Task description: Your answer should be the line containing "blue roof visible. Provide a box for each." and every line after it to the end of the records below, word for word.

Free-text object descriptions:
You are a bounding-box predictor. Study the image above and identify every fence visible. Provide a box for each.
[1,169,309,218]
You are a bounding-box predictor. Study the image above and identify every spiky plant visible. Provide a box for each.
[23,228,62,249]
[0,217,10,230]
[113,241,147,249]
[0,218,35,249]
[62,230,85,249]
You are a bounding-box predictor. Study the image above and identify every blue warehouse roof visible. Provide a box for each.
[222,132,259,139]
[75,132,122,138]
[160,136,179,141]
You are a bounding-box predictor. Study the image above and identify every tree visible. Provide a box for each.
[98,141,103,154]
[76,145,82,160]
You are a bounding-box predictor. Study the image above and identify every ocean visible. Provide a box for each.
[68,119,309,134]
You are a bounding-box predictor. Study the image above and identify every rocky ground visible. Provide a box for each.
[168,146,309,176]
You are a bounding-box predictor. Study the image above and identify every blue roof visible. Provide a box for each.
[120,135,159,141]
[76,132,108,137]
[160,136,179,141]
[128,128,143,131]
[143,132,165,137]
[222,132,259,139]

Exercise response:
You are a bounding-box predictor. Study the image above and identify every blue roof visible. Provide a box for each.
[120,135,159,141]
[76,132,108,137]
[160,136,179,141]
[128,128,143,131]
[143,132,165,137]
[222,132,259,139]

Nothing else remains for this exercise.